## Records shown:
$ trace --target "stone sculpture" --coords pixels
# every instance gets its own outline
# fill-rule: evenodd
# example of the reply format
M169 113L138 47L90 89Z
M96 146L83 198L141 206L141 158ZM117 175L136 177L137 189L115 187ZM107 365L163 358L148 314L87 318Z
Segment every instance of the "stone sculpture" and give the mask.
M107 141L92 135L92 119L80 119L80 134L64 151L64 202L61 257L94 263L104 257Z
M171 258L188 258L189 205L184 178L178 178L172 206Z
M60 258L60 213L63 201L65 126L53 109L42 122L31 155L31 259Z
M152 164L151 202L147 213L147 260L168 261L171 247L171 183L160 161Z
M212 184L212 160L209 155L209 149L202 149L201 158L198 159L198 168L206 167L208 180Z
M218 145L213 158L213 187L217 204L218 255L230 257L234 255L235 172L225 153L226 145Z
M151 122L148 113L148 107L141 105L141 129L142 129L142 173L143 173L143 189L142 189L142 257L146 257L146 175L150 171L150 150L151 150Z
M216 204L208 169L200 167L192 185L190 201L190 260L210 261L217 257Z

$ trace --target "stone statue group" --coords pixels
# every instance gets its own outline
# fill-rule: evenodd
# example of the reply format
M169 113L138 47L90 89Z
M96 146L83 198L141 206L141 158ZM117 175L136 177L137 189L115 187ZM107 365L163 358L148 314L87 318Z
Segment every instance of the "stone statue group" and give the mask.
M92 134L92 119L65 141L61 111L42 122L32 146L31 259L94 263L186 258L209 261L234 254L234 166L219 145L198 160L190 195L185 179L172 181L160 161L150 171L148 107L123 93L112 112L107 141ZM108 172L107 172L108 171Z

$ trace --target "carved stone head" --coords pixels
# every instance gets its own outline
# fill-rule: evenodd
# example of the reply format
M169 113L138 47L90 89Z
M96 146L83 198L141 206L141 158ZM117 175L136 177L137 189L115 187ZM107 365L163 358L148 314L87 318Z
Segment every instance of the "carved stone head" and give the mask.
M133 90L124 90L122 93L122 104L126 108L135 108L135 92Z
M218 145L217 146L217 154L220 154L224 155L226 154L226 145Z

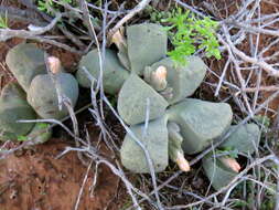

## Do this:
Reproduce the listing above in full, substituting "polygon" for "outline" wherever it occurs and keeping every other line unchanged. Omit the pictures from your answer.

## Solution:
$ trace --target "stone sculpture" --coords pixels
# every instance gets its own polygon
# fill-rule: evenodd
# example of the reply format
M169 113L138 47L90 89Z
M96 146L83 198L141 206L141 158ZM117 175L136 177L137 189L115 187ZM107 365L163 358L148 314L87 318Z
Segment every instance of the "stone sculpture" and give the mask.
M107 141L92 135L92 119L80 119L80 134L64 151L64 202L61 257L94 263L104 257Z
M171 258L188 258L189 205L184 178L178 178L172 206Z
M60 258L60 213L63 201L65 126L53 109L42 122L31 155L31 259Z
M152 164L151 202L147 213L147 260L168 261L171 247L171 183L160 161Z
M212 184L212 160L209 155L209 149L202 149L201 158L198 159L198 168L206 167L208 180Z
M218 145L213 158L213 187L217 204L218 255L230 257L234 255L235 172L225 153L226 145Z
M151 122L148 113L148 107L141 105L141 129L142 129L142 173L143 173L143 189L142 189L142 257L146 257L146 175L150 171L150 150L151 150Z
M216 204L208 169L200 167L192 185L190 201L190 260L210 261L217 257Z

$ trace --target "stone statue group" --coords pixels
# every instance gets its own polygon
# fill-rule: evenodd
# example of the reply format
M169 113L138 47L90 89Z
M96 146L83 198L141 206L141 158ZM117 175L136 177L137 189L115 187ZM107 365L163 358L148 314L87 318Z
Segment every instance of the "stone statue group" and give the mask.
M92 134L92 119L65 141L61 111L42 122L32 146L31 259L94 263L186 258L209 261L234 254L234 166L219 145L198 160L190 195L185 179L172 181L160 161L150 171L148 107L123 93L112 112L107 141ZM108 172L107 172L108 171Z

$ trace --target "carved stone head" --coords pixels
# every instance gets its own polygon
# fill-rule: evenodd
# example of the reply format
M169 113L138 47L90 89Z
M96 146L83 198L141 206L141 158ZM117 175L136 177L137 189L115 187ZM107 365L163 358L148 314L87 318Z
Segment every instance of the "carved stone head" and give the mask.
M133 90L124 90L122 93L122 104L126 108L135 108L135 92Z
M218 145L217 146L217 154L220 154L224 155L226 154L226 145Z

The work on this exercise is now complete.